BACKGROUND OF INVENTION

1. Field of Invention
The present invention relates to a method for controlling synchronization of an automated manual transmission, and more particularly, to a method for controlling synchronization of an automated manual transmission which prevents shock and noise due to synchronization by differently applying a synchronization speed for each section where synchronization is performed.
2. Description of Related Art
In general, in the Automated Manual Transmission (AMT) and Dual Clutch Transmission (DCT) type of vehicles equipped with an automated manual transmission, shifting it automatically performed by an actuator while the vehicles travel, it is possible to provide convenience in driving similar to the automatic transmission and to contribute to fuel efficiency improvement of a vehicle with higher power transmission efficiency than the automatic transmission.
In the process of shifting in the automated manual transmission, when an instruction of shifting the gear, selecting and shifting of a transmission mechanism is performed, and thus shifting to a desired gear can be performed.
In this process, since the automated manual transmission is equipped with a synchronized engagement type of manual shifting mechanism, synchronization by a synchronization engagement mechanism is performed in the process of selecting and shifting of the shifting mechanism, and synchronization control is performed by a predetermined force by an open loop control method.

▸ REQUIREMENTS: According to the patent background, by what method is synchronization control performed in the automated manual transmission? Rely only on the patent background for what comes next.

▸ STORED RECORDS:
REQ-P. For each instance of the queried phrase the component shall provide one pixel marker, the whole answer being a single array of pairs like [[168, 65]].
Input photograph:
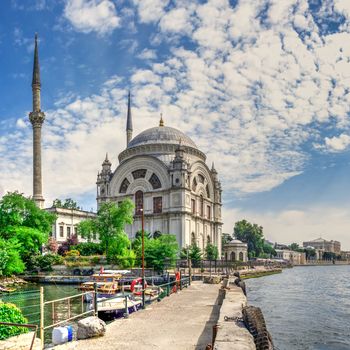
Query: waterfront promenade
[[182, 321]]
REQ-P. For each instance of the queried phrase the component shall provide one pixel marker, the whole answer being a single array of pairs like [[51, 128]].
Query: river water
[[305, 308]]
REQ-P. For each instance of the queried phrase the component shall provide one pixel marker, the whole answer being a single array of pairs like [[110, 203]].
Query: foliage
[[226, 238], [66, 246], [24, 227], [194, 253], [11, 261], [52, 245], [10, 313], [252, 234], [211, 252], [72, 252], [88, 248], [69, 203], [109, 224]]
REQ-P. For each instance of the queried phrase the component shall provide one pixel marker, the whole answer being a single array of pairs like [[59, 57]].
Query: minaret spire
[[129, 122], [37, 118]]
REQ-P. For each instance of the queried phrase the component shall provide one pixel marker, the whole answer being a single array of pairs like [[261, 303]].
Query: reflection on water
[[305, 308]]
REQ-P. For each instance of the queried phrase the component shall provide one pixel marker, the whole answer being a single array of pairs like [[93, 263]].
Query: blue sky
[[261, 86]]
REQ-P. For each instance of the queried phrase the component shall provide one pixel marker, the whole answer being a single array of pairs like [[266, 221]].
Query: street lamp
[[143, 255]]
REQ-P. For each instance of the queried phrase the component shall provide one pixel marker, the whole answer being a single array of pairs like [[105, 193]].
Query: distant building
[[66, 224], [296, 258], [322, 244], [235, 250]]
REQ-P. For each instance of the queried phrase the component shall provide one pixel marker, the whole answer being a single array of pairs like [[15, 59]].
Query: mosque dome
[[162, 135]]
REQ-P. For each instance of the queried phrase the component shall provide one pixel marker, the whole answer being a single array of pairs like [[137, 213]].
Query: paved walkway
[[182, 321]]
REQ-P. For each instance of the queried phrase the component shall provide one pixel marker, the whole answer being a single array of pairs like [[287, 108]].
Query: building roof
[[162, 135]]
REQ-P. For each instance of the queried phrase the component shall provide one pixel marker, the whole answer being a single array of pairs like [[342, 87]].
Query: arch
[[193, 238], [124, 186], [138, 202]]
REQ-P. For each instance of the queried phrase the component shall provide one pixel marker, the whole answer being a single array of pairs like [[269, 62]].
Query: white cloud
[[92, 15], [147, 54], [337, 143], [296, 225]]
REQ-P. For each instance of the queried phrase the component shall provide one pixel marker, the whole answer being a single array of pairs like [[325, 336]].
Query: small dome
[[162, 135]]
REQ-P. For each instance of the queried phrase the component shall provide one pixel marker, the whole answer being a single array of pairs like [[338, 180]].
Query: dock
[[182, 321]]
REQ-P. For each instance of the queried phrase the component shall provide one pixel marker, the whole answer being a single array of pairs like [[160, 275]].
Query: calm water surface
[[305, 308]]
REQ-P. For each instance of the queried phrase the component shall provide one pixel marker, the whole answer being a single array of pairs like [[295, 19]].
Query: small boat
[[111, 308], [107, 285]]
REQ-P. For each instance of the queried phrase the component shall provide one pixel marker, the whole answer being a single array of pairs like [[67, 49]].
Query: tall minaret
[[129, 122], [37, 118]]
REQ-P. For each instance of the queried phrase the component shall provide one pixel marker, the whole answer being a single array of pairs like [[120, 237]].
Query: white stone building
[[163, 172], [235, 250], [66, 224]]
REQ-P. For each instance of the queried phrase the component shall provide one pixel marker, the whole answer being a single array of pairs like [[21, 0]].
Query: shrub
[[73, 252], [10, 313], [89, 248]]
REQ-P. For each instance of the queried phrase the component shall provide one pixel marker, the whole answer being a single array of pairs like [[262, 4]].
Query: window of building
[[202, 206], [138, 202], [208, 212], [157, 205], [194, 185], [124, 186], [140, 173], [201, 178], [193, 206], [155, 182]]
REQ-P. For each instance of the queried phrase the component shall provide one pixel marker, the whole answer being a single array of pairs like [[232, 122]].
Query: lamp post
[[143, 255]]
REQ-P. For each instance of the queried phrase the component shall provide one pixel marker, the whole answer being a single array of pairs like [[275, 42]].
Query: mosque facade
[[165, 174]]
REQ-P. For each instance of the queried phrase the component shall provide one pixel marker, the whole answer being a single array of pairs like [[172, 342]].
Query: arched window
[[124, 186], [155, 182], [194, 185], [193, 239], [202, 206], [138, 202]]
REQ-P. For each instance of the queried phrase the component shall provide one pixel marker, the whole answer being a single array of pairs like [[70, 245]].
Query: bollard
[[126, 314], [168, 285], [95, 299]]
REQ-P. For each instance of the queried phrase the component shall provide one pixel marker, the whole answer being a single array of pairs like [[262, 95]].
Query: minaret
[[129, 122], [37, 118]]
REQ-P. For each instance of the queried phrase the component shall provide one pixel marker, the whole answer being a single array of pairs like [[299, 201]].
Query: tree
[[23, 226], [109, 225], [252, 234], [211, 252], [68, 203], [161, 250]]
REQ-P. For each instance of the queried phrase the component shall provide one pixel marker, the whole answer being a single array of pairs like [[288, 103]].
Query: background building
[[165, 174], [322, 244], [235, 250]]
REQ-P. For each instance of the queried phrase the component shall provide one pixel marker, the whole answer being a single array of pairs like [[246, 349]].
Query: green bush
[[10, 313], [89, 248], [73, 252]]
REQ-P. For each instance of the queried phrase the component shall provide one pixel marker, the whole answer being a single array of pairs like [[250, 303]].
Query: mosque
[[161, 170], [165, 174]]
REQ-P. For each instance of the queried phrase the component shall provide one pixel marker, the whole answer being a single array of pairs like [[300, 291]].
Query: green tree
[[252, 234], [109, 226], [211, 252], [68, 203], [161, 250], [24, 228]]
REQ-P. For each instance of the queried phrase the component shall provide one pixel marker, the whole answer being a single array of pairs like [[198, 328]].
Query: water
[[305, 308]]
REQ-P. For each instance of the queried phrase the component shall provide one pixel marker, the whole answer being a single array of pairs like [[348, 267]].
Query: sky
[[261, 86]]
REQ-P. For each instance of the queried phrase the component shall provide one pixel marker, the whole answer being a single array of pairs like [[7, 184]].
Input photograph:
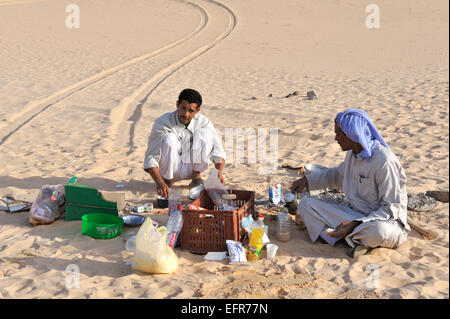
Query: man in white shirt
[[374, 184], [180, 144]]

---

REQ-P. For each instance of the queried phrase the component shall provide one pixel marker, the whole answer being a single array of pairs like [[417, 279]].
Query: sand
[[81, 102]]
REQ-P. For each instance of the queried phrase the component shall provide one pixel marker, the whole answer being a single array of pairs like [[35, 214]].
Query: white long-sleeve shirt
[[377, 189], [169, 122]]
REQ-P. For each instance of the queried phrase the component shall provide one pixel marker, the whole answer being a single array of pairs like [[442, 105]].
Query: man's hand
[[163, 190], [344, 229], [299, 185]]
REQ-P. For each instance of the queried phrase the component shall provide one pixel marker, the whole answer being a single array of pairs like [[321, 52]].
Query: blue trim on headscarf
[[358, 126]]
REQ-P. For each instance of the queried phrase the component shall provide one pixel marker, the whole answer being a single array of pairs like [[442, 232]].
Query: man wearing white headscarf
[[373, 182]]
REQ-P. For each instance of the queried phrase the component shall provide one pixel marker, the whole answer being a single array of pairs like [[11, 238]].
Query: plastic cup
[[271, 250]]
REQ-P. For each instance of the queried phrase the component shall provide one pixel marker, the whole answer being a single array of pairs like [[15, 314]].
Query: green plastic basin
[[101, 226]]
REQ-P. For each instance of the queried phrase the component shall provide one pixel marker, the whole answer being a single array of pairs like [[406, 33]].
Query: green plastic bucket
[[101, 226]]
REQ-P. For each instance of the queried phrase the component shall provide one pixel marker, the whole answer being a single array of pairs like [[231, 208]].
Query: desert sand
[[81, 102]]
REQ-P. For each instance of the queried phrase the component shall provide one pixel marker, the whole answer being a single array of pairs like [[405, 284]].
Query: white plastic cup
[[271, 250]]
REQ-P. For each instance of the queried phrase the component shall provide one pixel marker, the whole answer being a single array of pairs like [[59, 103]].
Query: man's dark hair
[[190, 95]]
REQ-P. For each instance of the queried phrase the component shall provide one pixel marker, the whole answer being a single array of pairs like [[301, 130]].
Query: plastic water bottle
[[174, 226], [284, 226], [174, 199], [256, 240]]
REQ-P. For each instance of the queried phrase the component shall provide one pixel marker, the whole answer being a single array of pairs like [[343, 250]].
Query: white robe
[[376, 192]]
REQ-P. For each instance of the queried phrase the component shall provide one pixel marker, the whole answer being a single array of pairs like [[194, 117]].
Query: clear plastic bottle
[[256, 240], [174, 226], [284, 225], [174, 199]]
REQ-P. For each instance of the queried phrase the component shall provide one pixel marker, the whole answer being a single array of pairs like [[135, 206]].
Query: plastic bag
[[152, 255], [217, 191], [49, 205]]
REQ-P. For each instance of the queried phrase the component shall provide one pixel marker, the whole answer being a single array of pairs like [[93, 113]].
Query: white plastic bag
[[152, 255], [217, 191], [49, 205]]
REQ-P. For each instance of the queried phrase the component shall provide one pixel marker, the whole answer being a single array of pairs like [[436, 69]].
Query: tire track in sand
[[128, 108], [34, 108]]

▸ WRITTEN ANSWER: It is performed by a predetermined force using an open loop control method.